:: GIVEN EXERCISE ::
Copy out the entries exactly, from the first line to the last.

──────── DATASET EXCERPTS ────────

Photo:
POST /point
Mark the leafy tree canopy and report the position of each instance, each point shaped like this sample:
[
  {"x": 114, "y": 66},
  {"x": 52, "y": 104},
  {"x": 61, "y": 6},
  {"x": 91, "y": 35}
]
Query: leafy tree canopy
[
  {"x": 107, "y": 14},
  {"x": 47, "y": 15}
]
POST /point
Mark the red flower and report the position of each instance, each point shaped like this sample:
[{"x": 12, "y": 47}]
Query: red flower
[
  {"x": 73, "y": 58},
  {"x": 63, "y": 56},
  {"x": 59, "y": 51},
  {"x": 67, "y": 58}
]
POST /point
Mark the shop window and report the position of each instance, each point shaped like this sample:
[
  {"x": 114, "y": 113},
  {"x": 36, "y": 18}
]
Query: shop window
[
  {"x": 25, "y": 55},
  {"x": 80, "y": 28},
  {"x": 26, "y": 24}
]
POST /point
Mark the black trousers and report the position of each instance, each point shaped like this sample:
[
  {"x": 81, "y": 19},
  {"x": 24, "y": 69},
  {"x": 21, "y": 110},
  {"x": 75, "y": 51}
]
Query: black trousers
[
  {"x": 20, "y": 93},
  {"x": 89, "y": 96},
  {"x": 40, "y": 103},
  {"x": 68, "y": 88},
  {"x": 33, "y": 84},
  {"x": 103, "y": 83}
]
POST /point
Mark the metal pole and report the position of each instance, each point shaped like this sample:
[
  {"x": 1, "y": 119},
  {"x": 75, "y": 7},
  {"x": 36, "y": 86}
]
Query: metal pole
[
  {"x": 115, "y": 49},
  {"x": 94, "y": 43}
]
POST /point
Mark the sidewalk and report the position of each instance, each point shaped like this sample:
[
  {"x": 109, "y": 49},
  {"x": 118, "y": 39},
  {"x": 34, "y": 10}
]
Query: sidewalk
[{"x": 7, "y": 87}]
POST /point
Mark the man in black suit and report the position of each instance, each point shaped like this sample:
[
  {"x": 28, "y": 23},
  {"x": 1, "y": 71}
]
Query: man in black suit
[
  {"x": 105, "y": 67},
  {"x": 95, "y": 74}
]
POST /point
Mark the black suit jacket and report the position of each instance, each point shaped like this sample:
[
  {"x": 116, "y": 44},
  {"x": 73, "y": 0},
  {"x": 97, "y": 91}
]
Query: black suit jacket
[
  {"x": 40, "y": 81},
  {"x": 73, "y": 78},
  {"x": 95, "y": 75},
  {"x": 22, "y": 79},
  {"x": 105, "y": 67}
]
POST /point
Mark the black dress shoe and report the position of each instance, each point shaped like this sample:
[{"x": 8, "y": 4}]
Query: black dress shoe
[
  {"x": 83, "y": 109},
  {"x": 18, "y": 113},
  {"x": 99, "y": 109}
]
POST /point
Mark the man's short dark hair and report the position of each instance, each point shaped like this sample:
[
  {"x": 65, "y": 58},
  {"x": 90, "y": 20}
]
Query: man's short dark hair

────────

:: THE COMPLETED TASK ::
Photo:
POST /point
Mark the leafy tree canopy and report the position of each instance, each point shaped like this sample:
[
  {"x": 114, "y": 66},
  {"x": 52, "y": 104},
  {"x": 61, "y": 6},
  {"x": 91, "y": 35}
]
Query: leafy tree canopy
[
  {"x": 107, "y": 14},
  {"x": 47, "y": 15}
]
POST /point
Mark the red flower and report the position of each instance, each point shaped like this sample:
[{"x": 12, "y": 47}]
Query: red flower
[
  {"x": 73, "y": 58},
  {"x": 63, "y": 56},
  {"x": 59, "y": 51},
  {"x": 67, "y": 58}
]
POST /point
Mark the shop window and report the position of each instance, each point shaped like this sample:
[
  {"x": 114, "y": 113},
  {"x": 36, "y": 18}
]
Query: shop window
[
  {"x": 25, "y": 55},
  {"x": 80, "y": 28},
  {"x": 26, "y": 24}
]
POST /point
Mark the black trousers and report the position of each instance, each point shaped like this sample:
[
  {"x": 81, "y": 19},
  {"x": 24, "y": 69},
  {"x": 21, "y": 110},
  {"x": 75, "y": 51}
]
Query: black trousers
[
  {"x": 20, "y": 93},
  {"x": 89, "y": 96},
  {"x": 40, "y": 103},
  {"x": 68, "y": 88},
  {"x": 33, "y": 84},
  {"x": 103, "y": 83}
]
POST /point
Mark the metal pole and report the position of each instance, each point shaped like this sample:
[
  {"x": 1, "y": 119},
  {"x": 75, "y": 7},
  {"x": 36, "y": 86}
]
Query: metal pole
[
  {"x": 115, "y": 49},
  {"x": 94, "y": 43}
]
POST /point
Mark the sidewalk and report the position of each instance, each point shaped like this sample:
[
  {"x": 109, "y": 49},
  {"x": 118, "y": 39},
  {"x": 34, "y": 10}
]
Query: sidewalk
[{"x": 7, "y": 87}]
POST /point
Mark the man in black suit and report the position of each instance, each point shaped like this sample:
[
  {"x": 28, "y": 23},
  {"x": 1, "y": 71}
]
Query: man in black suit
[
  {"x": 105, "y": 67},
  {"x": 95, "y": 74}
]
POST /point
Mark the black suit jacket and report the position of each instance, each point shaped like this sample:
[
  {"x": 116, "y": 44},
  {"x": 73, "y": 0},
  {"x": 97, "y": 91}
]
Query: black suit jacket
[
  {"x": 40, "y": 81},
  {"x": 73, "y": 78},
  {"x": 95, "y": 75},
  {"x": 22, "y": 79},
  {"x": 105, "y": 67}
]
POST /point
Mark the black dress shoe and report the position of each instance, each point shaped like this sample:
[{"x": 8, "y": 4}]
Query: black dress shoe
[
  {"x": 83, "y": 109},
  {"x": 18, "y": 113},
  {"x": 99, "y": 109}
]
POST /point
Mark the man's short dark hair and report the position of each instance, each point shaped like this sample:
[
  {"x": 65, "y": 58},
  {"x": 90, "y": 20}
]
Query: man's short dark hair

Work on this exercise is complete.